Start of Block

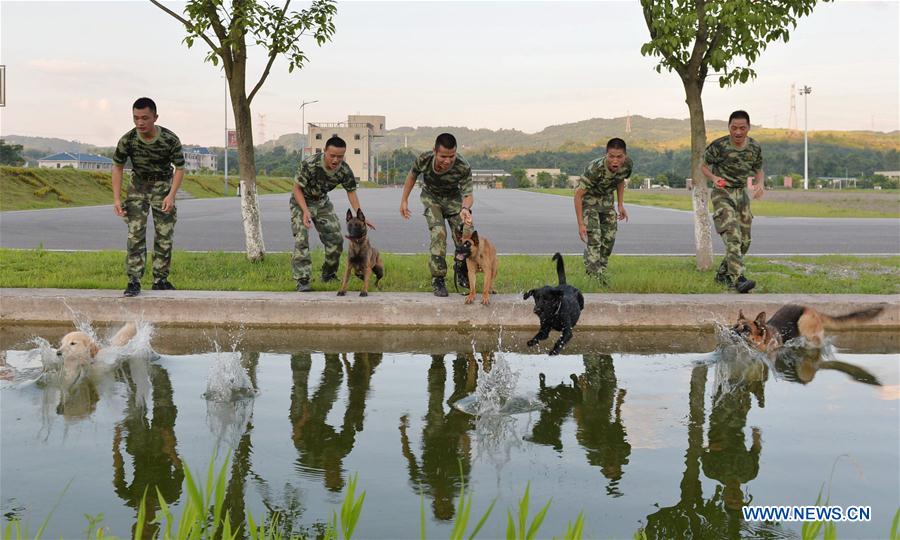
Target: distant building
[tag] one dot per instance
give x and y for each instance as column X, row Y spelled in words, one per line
column 199, row 157
column 76, row 160
column 358, row 132
column 488, row 178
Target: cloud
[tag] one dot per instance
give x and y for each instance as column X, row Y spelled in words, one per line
column 67, row 67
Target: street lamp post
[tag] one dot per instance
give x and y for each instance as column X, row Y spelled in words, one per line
column 805, row 91
column 303, row 126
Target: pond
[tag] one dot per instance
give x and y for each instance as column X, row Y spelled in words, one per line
column 664, row 431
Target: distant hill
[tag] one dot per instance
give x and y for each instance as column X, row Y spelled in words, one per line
column 648, row 133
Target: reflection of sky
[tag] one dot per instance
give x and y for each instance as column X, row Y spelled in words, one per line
column 804, row 428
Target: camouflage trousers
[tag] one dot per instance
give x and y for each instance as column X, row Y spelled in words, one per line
column 438, row 209
column 732, row 218
column 329, row 228
column 601, row 221
column 139, row 202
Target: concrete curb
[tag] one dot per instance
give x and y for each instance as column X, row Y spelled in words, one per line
column 409, row 310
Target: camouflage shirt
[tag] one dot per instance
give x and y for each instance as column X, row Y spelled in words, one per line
column 598, row 181
column 733, row 164
column 150, row 160
column 315, row 180
column 455, row 182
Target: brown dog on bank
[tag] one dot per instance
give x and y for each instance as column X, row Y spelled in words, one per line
column 793, row 321
column 362, row 259
column 480, row 256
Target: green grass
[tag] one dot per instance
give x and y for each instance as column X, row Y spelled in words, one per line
column 760, row 207
column 408, row 273
column 33, row 188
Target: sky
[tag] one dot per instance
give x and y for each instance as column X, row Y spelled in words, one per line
column 74, row 68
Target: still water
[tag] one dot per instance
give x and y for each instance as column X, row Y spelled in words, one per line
column 674, row 443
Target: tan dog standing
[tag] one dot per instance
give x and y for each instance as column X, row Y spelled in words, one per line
column 362, row 259
column 480, row 256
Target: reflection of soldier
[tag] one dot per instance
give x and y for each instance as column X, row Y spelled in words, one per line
column 320, row 445
column 692, row 516
column 599, row 418
column 446, row 447
column 152, row 446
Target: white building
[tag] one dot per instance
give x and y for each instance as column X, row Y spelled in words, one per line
column 358, row 132
column 199, row 157
column 76, row 160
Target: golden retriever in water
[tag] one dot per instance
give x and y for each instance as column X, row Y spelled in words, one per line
column 77, row 349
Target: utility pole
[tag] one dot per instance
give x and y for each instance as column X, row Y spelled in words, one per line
column 805, row 91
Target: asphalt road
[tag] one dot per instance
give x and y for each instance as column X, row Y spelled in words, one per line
column 516, row 221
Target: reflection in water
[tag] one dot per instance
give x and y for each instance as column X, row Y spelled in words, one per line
column 446, row 446
column 150, row 443
column 321, row 447
column 595, row 401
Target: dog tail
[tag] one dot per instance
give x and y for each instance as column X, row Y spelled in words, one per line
column 850, row 318
column 560, row 268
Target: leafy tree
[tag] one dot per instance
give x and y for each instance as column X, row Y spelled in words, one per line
column 10, row 154
column 692, row 36
column 226, row 27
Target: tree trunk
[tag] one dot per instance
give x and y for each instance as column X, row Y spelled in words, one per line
column 700, row 193
column 256, row 247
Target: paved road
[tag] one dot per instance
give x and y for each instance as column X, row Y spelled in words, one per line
column 516, row 221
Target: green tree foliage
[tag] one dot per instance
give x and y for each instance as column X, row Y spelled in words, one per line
column 10, row 154
column 690, row 37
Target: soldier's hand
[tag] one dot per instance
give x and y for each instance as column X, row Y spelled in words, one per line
column 168, row 203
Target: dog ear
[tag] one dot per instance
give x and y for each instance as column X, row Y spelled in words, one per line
column 761, row 319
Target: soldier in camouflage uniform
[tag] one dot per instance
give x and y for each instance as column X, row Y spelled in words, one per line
column 153, row 151
column 446, row 195
column 310, row 205
column 729, row 162
column 597, row 219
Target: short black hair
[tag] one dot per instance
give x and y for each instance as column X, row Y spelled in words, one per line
column 617, row 144
column 145, row 103
column 738, row 115
column 336, row 142
column 445, row 140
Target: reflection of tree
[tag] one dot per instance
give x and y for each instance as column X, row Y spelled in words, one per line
column 595, row 401
column 726, row 459
column 446, row 446
column 151, row 443
column 321, row 447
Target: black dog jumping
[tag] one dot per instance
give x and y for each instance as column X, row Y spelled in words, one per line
column 558, row 308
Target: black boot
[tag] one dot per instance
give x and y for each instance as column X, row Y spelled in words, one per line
column 440, row 289
column 743, row 285
column 133, row 288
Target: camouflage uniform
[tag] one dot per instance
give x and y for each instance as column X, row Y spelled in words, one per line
column 151, row 180
column 731, row 204
column 598, row 211
column 442, row 195
column 315, row 181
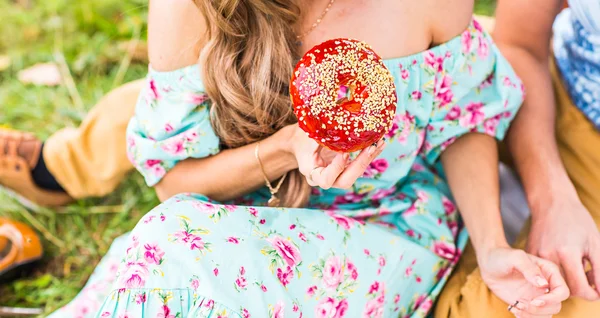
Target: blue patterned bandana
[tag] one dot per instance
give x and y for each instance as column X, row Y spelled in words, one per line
column 577, row 53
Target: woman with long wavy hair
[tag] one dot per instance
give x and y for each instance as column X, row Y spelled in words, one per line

End of Block

### REQUIRED WORK
Extract all lines of the records above that include "distant".

### FINAL ANSWER
Target: distant building
Target: distant hill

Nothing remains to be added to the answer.